[Dataset entries]
----
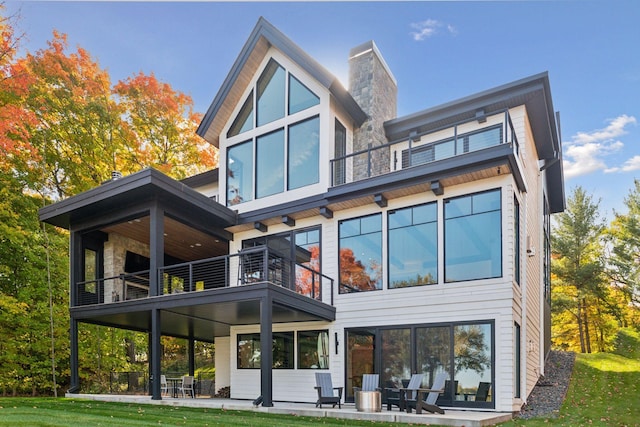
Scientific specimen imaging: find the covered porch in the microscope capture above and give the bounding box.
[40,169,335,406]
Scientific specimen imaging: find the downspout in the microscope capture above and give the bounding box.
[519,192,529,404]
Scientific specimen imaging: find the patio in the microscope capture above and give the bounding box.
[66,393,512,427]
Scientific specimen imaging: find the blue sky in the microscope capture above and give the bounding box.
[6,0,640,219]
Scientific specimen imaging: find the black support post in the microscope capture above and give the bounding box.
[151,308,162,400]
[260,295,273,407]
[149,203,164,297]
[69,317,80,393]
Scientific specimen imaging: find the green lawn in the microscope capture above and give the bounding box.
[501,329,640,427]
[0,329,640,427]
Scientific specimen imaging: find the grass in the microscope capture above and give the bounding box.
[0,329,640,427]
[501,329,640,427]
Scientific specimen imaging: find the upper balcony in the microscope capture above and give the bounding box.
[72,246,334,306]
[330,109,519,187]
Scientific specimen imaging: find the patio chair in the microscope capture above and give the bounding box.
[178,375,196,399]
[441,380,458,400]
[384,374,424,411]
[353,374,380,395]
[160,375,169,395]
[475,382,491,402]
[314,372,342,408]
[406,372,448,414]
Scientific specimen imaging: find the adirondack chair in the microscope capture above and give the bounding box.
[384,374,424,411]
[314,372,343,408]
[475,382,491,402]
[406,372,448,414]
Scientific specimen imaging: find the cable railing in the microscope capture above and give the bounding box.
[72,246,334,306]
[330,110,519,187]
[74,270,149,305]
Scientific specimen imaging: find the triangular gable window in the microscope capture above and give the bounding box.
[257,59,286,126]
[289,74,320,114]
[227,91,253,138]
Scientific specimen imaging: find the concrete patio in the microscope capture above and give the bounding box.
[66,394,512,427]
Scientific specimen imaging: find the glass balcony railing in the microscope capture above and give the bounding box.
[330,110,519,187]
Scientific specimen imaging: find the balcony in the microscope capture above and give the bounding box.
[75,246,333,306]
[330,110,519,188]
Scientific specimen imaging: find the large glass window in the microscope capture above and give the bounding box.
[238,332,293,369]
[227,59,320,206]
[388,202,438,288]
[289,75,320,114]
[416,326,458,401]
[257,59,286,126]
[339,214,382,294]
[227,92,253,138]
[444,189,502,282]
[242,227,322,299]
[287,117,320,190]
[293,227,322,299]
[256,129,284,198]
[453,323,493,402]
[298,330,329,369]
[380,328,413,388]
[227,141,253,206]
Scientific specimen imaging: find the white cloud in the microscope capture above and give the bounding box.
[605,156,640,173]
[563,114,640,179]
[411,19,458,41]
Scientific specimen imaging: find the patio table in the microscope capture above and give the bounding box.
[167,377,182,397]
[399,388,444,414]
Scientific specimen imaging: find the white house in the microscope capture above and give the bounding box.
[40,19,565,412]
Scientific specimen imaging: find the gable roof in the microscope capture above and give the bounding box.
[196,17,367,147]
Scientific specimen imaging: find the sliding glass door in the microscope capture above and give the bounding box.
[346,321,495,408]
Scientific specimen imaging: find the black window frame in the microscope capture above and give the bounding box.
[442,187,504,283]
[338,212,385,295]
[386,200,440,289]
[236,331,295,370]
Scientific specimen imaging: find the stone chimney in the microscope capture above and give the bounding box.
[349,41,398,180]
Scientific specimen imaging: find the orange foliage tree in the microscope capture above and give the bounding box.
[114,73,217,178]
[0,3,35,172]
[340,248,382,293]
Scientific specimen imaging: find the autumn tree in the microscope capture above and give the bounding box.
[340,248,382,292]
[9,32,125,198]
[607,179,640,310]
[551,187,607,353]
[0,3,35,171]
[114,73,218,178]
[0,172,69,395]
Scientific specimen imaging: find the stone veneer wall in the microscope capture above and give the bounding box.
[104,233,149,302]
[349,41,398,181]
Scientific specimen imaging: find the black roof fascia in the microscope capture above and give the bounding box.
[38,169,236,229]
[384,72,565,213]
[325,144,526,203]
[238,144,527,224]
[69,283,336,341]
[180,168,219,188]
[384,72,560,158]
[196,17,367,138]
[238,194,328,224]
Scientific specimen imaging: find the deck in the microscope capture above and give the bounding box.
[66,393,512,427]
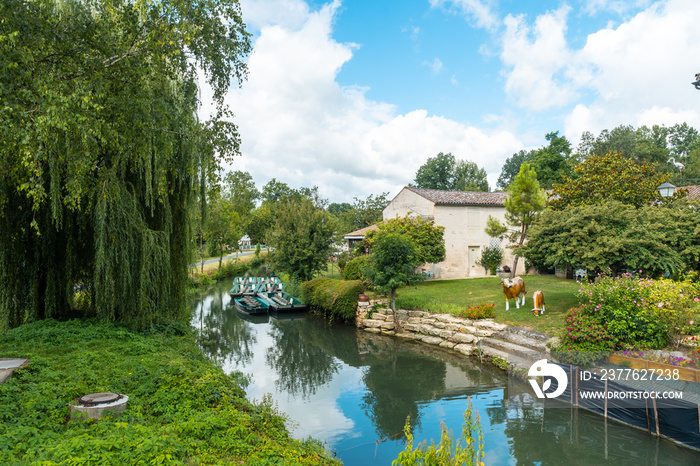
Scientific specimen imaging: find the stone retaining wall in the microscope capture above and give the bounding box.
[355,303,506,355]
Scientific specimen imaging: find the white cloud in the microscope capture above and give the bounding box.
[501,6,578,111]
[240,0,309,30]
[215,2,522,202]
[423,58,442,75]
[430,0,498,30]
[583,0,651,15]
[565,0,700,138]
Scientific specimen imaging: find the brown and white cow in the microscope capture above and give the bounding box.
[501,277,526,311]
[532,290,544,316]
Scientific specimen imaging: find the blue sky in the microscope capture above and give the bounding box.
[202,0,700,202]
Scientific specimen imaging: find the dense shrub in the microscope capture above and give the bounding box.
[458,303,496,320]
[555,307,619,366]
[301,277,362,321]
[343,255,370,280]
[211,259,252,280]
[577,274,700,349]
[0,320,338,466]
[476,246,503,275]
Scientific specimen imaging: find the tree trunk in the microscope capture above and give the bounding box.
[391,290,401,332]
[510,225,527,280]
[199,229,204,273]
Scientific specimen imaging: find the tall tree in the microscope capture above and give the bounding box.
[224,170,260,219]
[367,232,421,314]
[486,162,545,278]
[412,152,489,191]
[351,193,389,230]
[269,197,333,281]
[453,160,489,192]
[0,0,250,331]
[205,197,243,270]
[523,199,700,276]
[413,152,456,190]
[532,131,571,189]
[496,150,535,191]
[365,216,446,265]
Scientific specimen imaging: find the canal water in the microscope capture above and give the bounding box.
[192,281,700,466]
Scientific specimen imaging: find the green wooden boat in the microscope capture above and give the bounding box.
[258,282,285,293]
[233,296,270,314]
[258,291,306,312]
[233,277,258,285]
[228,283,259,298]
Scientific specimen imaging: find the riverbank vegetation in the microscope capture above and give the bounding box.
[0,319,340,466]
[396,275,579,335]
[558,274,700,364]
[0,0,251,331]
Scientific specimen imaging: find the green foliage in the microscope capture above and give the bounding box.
----
WORK TO COMPLETE:
Render every entry above as a Markdown table with the columns "Row" and "Text", giving each line a row number and omitting blank lines. Leave the pictures out of the answer.

RESULT OF THE EXERCISE:
| Row | Text |
|---|---|
| 1 | Scientific specimen imaging: find the covered porch in the microscope capture above and give the bounding box. |
| 2 | [40,169,335,406] |
| 3 | Scientific specimen imaging: find the downspout in the microscope capture above and give the bounding box. |
| 4 | [519,192,529,404] |
| 5 | Scientific specimen imaging: find the patio in the microscope capture above and give the bounding box. |
| 6 | [66,393,512,427] |
| 7 | Scientific specimen imaging: find the blue sky in the microscope capture above and give the bounding box. |
| 8 | [6,0,640,219] |
| 9 | Scientific specimen imaging: find the black support post in the microscope capture above and give the bounding box. |
| 10 | [151,308,162,400] |
| 11 | [260,295,273,407] |
| 12 | [149,203,164,297] |
| 13 | [69,317,80,393] |
| 14 | Scientific specimen imaging: find the green lawn in the microscope capture above and give the bounding box. |
| 15 | [501,329,640,427] |
| 16 | [0,329,640,427] |
| 17 | Scientific specimen imaging: find the grass in the microscope capture above and give the bounding box. |
| 18 | [0,329,640,427] |
| 19 | [501,329,640,427] |
| 20 | Scientific specimen imaging: find the upper balcony in the microscope capture above and give the bounding box. |
| 21 | [72,246,334,306] |
| 22 | [330,109,519,187] |
| 23 | Scientific specimen imaging: find the patio chair in the microscope capture above and give the bounding box. |
| 24 | [178,375,196,399] |
| 25 | [441,380,458,400] |
| 26 | [384,374,424,411] |
| 27 | [353,374,380,395] |
| 28 | [160,375,169,395] |
| 29 | [475,382,491,402] |
| 30 | [314,372,342,408] |
| 31 | [406,372,448,414] |
| 32 | Scientific specimen imaging: find the adirondack chair in the microscope capture above and give the bounding box. |
| 33 | [384,374,424,411] |
| 34 | [314,372,343,408] |
| 35 | [475,382,491,402] |
| 36 | [406,372,448,414] |
| 37 | Scientific specimen imaging: find the cable railing in the microscope capture above and give the bounding box. |
| 38 | [72,246,334,306] |
| 39 | [330,110,519,187] |
| 40 | [74,270,149,305] |
| 41 | Scientific specimen imaging: find the triangular gable window in the microscope capture above and give the bounding box. |
| 42 | [257,59,286,126] |
| 43 | [289,74,320,114] |
| 44 | [227,91,253,138] |
| 45 | Scientific specimen imaging: find the concrete patio in the microscope capture above and give the bounding box. |
| 46 | [66,394,512,427] |
| 47 | Scientific specimen imaging: find the glass balcony railing in the microscope capture above and give the bounding box. |
| 48 | [330,110,519,187] |
| 49 | Scientific specimen imaging: find the balcony in the microscope capture above and give the bounding box. |
| 50 | [75,246,333,306] |
| 51 | [330,110,519,188] |
| 52 | Scientific specimen imaging: find the large glass window in the microscope capture above and give the bounding box. |
| 53 | [238,332,293,369] |
| 54 | [227,59,320,206] |
| 55 | [388,202,438,288] |
| 56 | [289,75,320,114] |
| 57 | [416,326,458,401] |
| 58 | [257,59,286,126] |
| 59 | [339,214,382,294] |
| 60 | [227,92,253,138] |
| 61 | [444,189,502,282] |
| 62 | [242,227,322,299] |
| 63 | [287,117,320,190] |
| 64 | [293,227,322,299] |
| 65 | [256,129,284,198] |
| 66 | [453,323,493,402] |
| 67 | [298,330,329,369] |
| 68 | [380,328,413,388] |
| 69 | [227,141,253,206] |
| 70 | Scientific specimen imaging: find the white cloud in the microscope capture above and give the bounding box. |
| 71 | [605,156,640,173] |
| 72 | [563,114,640,179] |
| 73 | [411,19,458,41] |
| 74 | Scientific specimen imaging: find the patio table in the microscope capture above and give the bounding box. |
| 75 | [167,377,182,397] |
| 76 | [399,388,444,414] |
| 77 | Scientific specimen imaging: find the white house in the microscope capture above and give the bounding box. |
| 78 | [40,19,565,412] |
| 79 | Scientific specimen imaging: find the gable roof in the microscope capture above and give the bounding box. |
| 80 | [196,17,367,147] |
| 81 | Scientific specimen imaging: find the sliding glass door in the microscope capture above and give the bounding box. |
| 82 | [346,321,495,408] |
| 83 | Scientific specimen imaging: find the black window frame in the microscope capture above and give the bounding box. |
| 84 | [442,187,504,283] |
| 85 | [338,212,385,295] |
| 86 | [386,200,440,289] |
| 87 | [236,331,295,370] |
| 88 | Scientific specimen imaging: find the stone chimney in the microscope capture above and give the bounding box. |
| 89 | [349,41,398,180] |
| 90 | Scientific specimen imaging: find the orange foliage tree in the microscope capture above and give the bounding box. |
| 91 | [114,73,217,178] |
| 92 | [0,3,35,172] |
| 93 | [340,248,382,293] |
| 94 | Scientific specimen imaging: find the autumn tree in the microscope capture above and give the bounding box. |
| 95 | [340,248,382,292] |
| 96 | [9,32,125,198] |
| 97 | [607,179,640,310] |
| 98 | [551,187,607,353] |
| 99 | [0,3,35,171] |
| 100 | [114,73,218,178] |
| 101 | [0,172,69,395] |
| 102 | Scientific specimen imaging: find the stone veneer wall in the microscope capture above and give the bounding box. |
| 103 | [104,233,149,302] |
| 104 | [349,41,398,181] |
| 105 | Scientific specimen imaging: find the black roof fascia in the microscope capture above and give the bounding box. |
| 106 | [38,169,236,229] |
| 107 | [384,72,565,213] |
| 108 | [325,144,526,203] |
| 109 | [238,144,527,224] |
| 110 | [69,283,336,341] |
| 111 | [180,168,219,188] |
| 112 | [384,72,560,158] |
| 113 | [196,17,367,138] |
| 114 | [238,194,328,224] |
| 115 | Scientific specimen imaging: find the deck in the microscope capture above and give the bounding box. |
| 116 | [66,393,512,427] |
| 117 | Scientific specimen imaging: find the stone retaining wall in the microscope capture above and give the bounding box. |
| 118 | [355,303,506,355] |
| 119 | Scientific specimen imaging: find the white cloud in the microscope capture above and give the bounding box. |
| 120 | [501,6,578,111] |
| 121 | [240,0,309,30] |
| 122 | [215,2,522,202] |
| 123 | [423,58,442,75] |
| 124 | [430,0,498,30] |
| 125 | [583,0,651,15] |
| 126 | [565,0,700,138] |
| 127 | Scientific specimen imaging: find the brown and white cow in the microscope capture above and give the bounding box. |
| 128 | [501,277,526,311] |
| 129 | [532,290,544,316] |
| 130 | Scientific specimen imaging: find the blue sky in the microscope capture above and give the bounding box. |
| 131 | [202,0,700,202] |
| 132 | Scientific specimen imaging: find the dense shrub in the microscope capture above and give the bounding box. |
| 133 | [458,303,496,320] |
| 134 | [555,307,619,366] |
| 135 | [301,277,362,321] |
| 136 | [343,255,370,280] |
| 137 | [211,259,252,280] |
| 138 | [577,274,700,349] |
| 139 | [0,320,338,466] |
| 140 | [476,246,503,275] |
| 141 | Scientific specimen imaging: find the tree trunk in the microscope capture above and give the bounding box. |
| 142 | [391,290,401,332] |
| 143 | [510,225,527,280] |
| 144 | [199,229,204,273] |
| 145 | Scientific specimen imaging: find the tall tree in the microscope capture above and give the bounding box. |
| 146 | [224,170,260,219] |
| 147 | [367,232,421,314] |
| 148 | [486,162,545,278] |
| 149 | [412,152,489,191] |
| 150 | [351,193,389,230] |
| 151 | [269,197,333,281] |
| 152 | [453,160,489,192] |
| 153 | [0,0,250,331] |
| 154 | [205,197,243,270] |
| 155 | [523,199,700,276] |
| 156 | [413,152,456,190] |
| 157 | [532,131,571,189] |
| 158 | [496,150,535,191] |
| 159 | [365,216,446,265] |
| 160 | Scientific specimen imaging: find the canal water in the microscope capture above and give the bounding box. |
| 161 | [192,281,700,466] |
| 162 | Scientific specimen imaging: find the green wooden boat in the microscope capture above and give the bounding box. |
| 163 | [258,282,285,293] |
| 164 | [233,296,270,314] |
| 165 | [258,291,306,312] |
| 166 | [233,277,258,285] |
| 167 | [228,283,259,298] |
| 168 | Scientific specimen imaging: find the riverbank vegetation in the microscope capture above and give the bounding box. |
| 169 | [0,319,340,466] |
| 170 | [396,275,579,335] |
| 171 | [558,274,700,364] |
| 172 | [0,0,251,331] |
| 173 | Scientific specimen imaging: find the green foliage in the microscope capture above and give the bounding box. |